## WORK INSTRUCTIONS
Reproduce the listing below word for word, leaving out the pictures.

>> begin GIVEN RECORDS

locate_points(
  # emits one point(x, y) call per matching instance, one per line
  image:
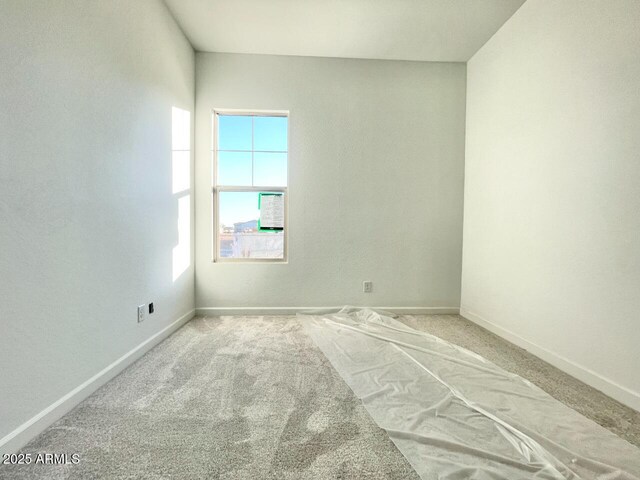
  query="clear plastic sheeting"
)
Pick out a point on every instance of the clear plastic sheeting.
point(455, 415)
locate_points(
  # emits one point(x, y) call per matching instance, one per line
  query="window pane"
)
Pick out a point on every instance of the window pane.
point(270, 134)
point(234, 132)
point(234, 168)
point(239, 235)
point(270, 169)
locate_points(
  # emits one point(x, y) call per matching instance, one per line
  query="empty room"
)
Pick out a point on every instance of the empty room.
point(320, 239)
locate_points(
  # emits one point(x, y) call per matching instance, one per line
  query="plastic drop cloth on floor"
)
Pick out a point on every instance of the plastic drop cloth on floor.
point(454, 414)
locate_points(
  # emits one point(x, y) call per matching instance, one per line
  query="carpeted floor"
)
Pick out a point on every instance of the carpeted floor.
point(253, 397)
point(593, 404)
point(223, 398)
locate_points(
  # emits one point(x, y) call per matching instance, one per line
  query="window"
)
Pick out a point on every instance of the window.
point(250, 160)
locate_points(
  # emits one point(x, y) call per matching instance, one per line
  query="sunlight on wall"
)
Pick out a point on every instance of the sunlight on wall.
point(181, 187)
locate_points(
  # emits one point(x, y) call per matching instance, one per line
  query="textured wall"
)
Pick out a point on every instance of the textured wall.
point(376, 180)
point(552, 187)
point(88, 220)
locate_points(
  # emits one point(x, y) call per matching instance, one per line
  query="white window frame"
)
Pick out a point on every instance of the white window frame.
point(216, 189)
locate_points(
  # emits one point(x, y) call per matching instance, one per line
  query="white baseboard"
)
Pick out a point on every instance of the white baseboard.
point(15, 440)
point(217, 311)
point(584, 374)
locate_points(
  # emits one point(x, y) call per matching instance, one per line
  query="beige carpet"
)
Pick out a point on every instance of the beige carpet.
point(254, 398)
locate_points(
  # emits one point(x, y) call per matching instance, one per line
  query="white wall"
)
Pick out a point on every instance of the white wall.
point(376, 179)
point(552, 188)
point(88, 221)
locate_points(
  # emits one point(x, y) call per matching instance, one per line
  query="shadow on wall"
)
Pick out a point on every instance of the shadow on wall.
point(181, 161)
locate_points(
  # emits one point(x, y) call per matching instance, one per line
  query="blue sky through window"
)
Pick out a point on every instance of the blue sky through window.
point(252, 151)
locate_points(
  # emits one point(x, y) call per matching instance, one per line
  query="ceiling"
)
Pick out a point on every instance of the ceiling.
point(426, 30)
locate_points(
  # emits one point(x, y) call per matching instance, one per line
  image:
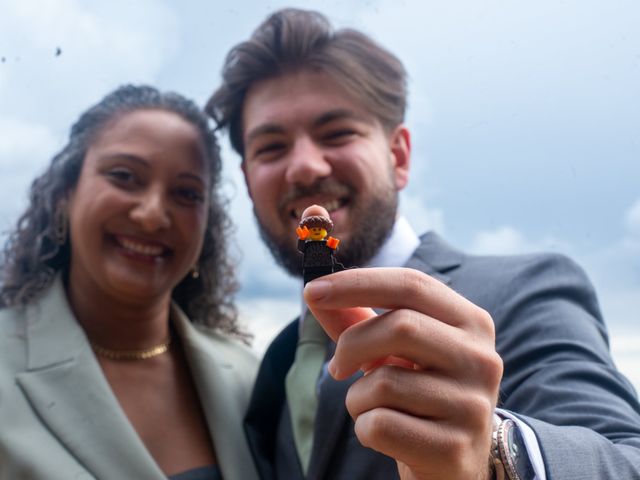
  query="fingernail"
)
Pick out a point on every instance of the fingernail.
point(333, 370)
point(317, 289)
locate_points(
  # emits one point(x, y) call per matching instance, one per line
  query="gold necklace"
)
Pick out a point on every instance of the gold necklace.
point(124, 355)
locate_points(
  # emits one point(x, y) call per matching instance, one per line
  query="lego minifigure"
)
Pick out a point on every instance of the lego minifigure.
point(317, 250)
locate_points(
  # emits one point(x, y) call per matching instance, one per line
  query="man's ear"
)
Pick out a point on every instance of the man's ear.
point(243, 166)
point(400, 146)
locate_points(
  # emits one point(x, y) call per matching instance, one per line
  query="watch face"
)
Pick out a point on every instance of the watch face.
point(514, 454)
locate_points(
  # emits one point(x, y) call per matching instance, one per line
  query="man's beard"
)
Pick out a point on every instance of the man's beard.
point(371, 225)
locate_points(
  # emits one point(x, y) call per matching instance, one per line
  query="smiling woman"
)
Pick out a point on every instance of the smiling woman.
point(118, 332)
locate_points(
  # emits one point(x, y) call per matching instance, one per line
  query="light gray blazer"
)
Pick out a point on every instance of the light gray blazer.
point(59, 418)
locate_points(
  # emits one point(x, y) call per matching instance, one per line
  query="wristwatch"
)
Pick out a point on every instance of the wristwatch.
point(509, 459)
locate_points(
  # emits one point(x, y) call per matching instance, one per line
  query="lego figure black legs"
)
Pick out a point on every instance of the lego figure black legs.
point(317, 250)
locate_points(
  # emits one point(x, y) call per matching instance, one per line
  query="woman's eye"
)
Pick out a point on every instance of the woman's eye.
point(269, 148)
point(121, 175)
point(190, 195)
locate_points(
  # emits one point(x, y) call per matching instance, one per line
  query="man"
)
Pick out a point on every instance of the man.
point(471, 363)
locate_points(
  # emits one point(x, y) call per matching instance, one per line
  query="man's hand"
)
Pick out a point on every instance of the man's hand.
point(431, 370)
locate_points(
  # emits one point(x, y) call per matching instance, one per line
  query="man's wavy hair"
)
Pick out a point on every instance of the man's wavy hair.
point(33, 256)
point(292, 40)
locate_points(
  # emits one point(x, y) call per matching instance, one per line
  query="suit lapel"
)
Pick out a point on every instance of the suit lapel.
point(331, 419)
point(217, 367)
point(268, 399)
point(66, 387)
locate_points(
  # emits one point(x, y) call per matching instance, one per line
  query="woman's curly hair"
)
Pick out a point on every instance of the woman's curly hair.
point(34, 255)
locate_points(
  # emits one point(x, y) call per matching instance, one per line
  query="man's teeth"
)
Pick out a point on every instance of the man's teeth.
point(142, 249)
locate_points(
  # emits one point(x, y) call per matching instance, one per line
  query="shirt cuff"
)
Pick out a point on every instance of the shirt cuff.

>> end GIVEN RECORDS

## EXERCISE ANSWER
locate_points(
  # emits one point(x, y) call per matching instance, one per line
  image:
  query="clear plastic sheeting"
)
Pick out a point on every instance of the clear plastic sheeting.
point(455, 415)
locate_points(
  # emits one point(x, y) call per matching instance, one per line
  query="window pane"
)
Pick out a point on every instance of the window pane.
point(270, 134)
point(234, 132)
point(234, 168)
point(239, 235)
point(270, 169)
locate_points(
  # emits one point(x, y) call per matching instance, one per line
  query="empty room"
)
Pick out a point on every instance of the empty room.
point(320, 239)
locate_points(
  # emits one point(x, y) call per matching instance, one per line
  query="plastic drop cloth on floor"
)
Pick out a point on every instance of the plastic drop cloth on floor.
point(454, 414)
locate_points(
  # emits one point(x, y) call per matching instance, one per line
  query="carpeted floor"
)
Pick out a point on every instance of the carpeted floor.
point(253, 397)
point(593, 404)
point(223, 398)
locate_points(
  # emits one point(x, y) call per matching instance, one per line
  query="window"
)
Pick out a point on every instance of the window.
point(250, 160)
locate_points(
  # emits one point(x, y) call per matching instance, one per line
  query="sunlight on wall"
)
Pick out a point on every instance of the sunlight on wall.
point(181, 187)
locate_points(
  # emits one point(x, y) call per matching instance, one per line
  query="textured wall"
)
Pick out a point on every instance of the textured wall.
point(376, 180)
point(552, 187)
point(88, 220)
locate_points(
  # emits one point(x, y) call per matching instance, one per line
  query="white window frame"
)
Pick out a point on every instance of the white window frame.
point(216, 189)
locate_points(
  # emits one point(x, y) call per matching instance, one per line
  query="white baseboard"
)
Pick out a point on every instance of the white baseboard.
point(15, 440)
point(217, 311)
point(584, 374)
locate_points(
  # emits one point(x, y) call per matching instance, one per line
  query="beige carpet"
)
Pick out a point on every instance of the beige carpet.
point(254, 398)
locate_points(
  # emits one point(x, y) call per matching instance, one per line
  query="white wall"
)
Pick out a point on every instance of the white wall.
point(376, 179)
point(552, 188)
point(88, 221)
locate_points(
  # emits one point(x, y) call per matching instance, one per line
  query="shadow on wall"
)
Pick out a point on every instance of the shadow on wall.
point(181, 161)
locate_points(
  # emits one point(x, y) call per matching instance, one per line
  query="blue sky through window"
)
Pick out a point on every instance of the blue sky through window.
point(252, 151)
locate_points(
  # emits one point(x, y) call per matching instance, one per line
  query="ceiling"
)
Pick out a point on every instance of the ceiling.
point(426, 30)
locate_points(
  # emits one point(x, y) call per matching instance, one per line
  image:
  query="fingernail"
)
Pick out a point on every instance of the fingernail.
point(333, 370)
point(317, 289)
locate_points(
  # emits one point(x, y) call per matching instance, one per line
  query="gold necklace"
)
Pick out a point on every instance of the gold necklace.
point(124, 355)
locate_points(
  # emits one point(x, y) call per matching instance, one per line
  query="lego minifigure"
)
Pick out a point on every instance of the lego minifigure.
point(317, 250)
locate_points(
  # emits one point(x, y) call per matching instance, one per line
  query="man's ear"
)
Pick out a point on every instance of the man's ear.
point(243, 166)
point(400, 146)
locate_points(
  # emits one point(x, y) call per matching instance, one per line
  query="watch face"
)
Pick out a point on every instance of the watch face.
point(514, 454)
locate_points(
  # emits one point(x, y) call per matching instance, one per line
  query="man's beard"
)
Pick out a point on every instance of the man's beard.
point(371, 225)
locate_points(
  # emits one point(x, y) call per matching instance, one per line
  query="smiling woman"
)
Pick out a point on every instance of the smiling woman.
point(118, 332)
locate_points(
  # emits one point(x, y) call per matching instance, one per line
  query="light gray blazer"
)
Pick out a point on every instance of the light gray blazer.
point(59, 418)
locate_points(
  # emits one point(x, y) call per matching instance, one per line
  query="wristwatch"
)
Pick out a point on every instance of the wristwatch.
point(509, 459)
locate_points(
  # emits one point(x, y) call per matching instance, one per line
  query="lego figure black legs"
)
Pick out a point on every instance of the lego figure black legs.
point(317, 250)
locate_points(
  # emits one point(x, y) call per matching instance, one per line
  query="woman's eye"
)
Pick out a point on every instance of the woman's eye.
point(269, 148)
point(121, 175)
point(190, 195)
locate_points(
  # emits one point(x, y) call per matching instance, one per line
  query="man"
)
Pick out a point on every instance of the man.
point(471, 363)
locate_points(
  # emits one point(x, y) call per matching instance, one per line
  query="man's hand"
)
Pick out a point on every instance of the man's hand.
point(431, 370)
locate_points(
  # emits one point(x, y) call per matching instance, one per line
  query="man's wavy hair"
)
Pick out a point on every instance of the man's wavy hair.
point(33, 256)
point(292, 40)
locate_points(
  # emits one point(x, y) call per matching instance, one per line
  query="suit lapel"
)
Pick out a point on every instance of the suit lapel.
point(331, 419)
point(217, 367)
point(268, 399)
point(66, 387)
locate_points(
  # emits one point(x, y) call per matching instance, one per line
  query="woman's curly hair"
)
Pick out a point on every instance of the woman's curly hair.
point(34, 255)
locate_points(
  # emits one point(x, y) call per matching instance, one per line
  query="man's teeth"
)
Pick out a point on every instance of the man's teeth.
point(142, 249)
locate_points(
  # emits one point(x, y) call per matching instance, one per line
  query="shirt cuff"
)
Pick out a point on every instance of the shirt cuff.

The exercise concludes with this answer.